#### What to work on:
According to the post on Keith Vaughan, in what year did he have his Whitechapel Gallery retrospective?

#### Source passage:
Tuesday, June 5, 2012
This year is the centenary of the birth of the British artist, Keith Vaughan. He died as a result of a drug-and-drink overdose in 1977, at the age of 65.
Vaughan was initially part of the Neo-Romantic revival of the 1940s, headed by Graham Sutherland, and a group that included artists such as John Minton, Michael Ayrton and John Craxton, before developing his own idiosyncratic style. The peak of his career was perhaps the Whitechapel Gallery retrospective in 1962.
There are currently two exhibitions of Vaughan’s work, one at Agnew’s Gallery London and the second at Pallant House Chichester, both of which I plan to see.
I am currently reading Vaughan’s journals, 1935-1977 (Keith Vaughan. Journals 1939-1977. London: Faber, 2010). The artist himself published the initial entries, from 1939 to 1965, in 1966. Alan Ross edited the later journals, from 1967 to Vaughan’s death in 1977, which were originally published in the London Magazine in 1983. The currently available version, edited and prefaced by Ross and published by Faber, contain approximately 1/4 of the total 62 journals.
The earlier journals are hopeful, and focus mainly on art. The later entries read more like the ‘chronicle of a decline’ (Ross), where Vaughan’s creative output features less, and appear to be predominantly late night, often drunken, outpourings on illness, suicide and failure. Once he entered what he himself called the ‘Cancer Era’, he prepared for death.
The journals are divided into five sections, 1939-43, 1944-46, 1948-59, 1960-65, and 1967-77.
I have only just commenced reading the journals, but I am already seduced. In the preface, written in 1966, he muses on why he started writing:
‘Its purpose was therapeutic and consolatory.’
‘…it was an attempt to analyse and understand a state of total confusion and defeat.’
He also states:
‘But introspection is a luxury which can be indulged only when the framework of one’s life is reasonably ordered and secure.’
I look forward to immersing myself in more of Vaughan’s words, and art, this week.

(Point-per-instance localization data)
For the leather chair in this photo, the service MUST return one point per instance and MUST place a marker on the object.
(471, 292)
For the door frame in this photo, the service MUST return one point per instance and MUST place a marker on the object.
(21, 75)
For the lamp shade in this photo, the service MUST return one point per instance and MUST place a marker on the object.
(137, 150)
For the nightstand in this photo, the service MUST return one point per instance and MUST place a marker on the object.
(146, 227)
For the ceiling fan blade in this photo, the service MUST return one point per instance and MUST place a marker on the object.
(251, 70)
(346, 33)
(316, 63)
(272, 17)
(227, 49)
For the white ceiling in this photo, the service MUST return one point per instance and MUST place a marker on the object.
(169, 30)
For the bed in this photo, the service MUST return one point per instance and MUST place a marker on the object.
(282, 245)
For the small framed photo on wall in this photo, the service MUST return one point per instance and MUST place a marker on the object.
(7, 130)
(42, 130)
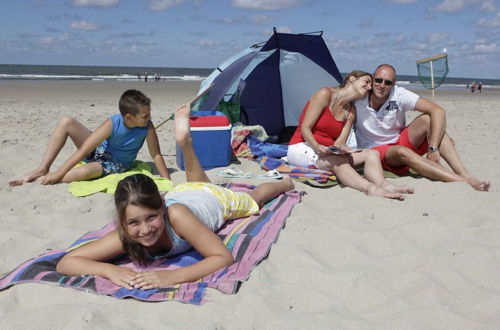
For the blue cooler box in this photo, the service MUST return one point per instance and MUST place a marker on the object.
(211, 132)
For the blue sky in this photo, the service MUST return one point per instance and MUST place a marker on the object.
(202, 33)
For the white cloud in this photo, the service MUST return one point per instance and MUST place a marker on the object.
(265, 4)
(402, 1)
(451, 6)
(159, 5)
(368, 22)
(486, 48)
(493, 23)
(83, 25)
(47, 41)
(281, 29)
(95, 3)
(436, 37)
(207, 43)
(260, 19)
(227, 20)
(488, 6)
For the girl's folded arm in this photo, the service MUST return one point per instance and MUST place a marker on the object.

#### Output below:
1962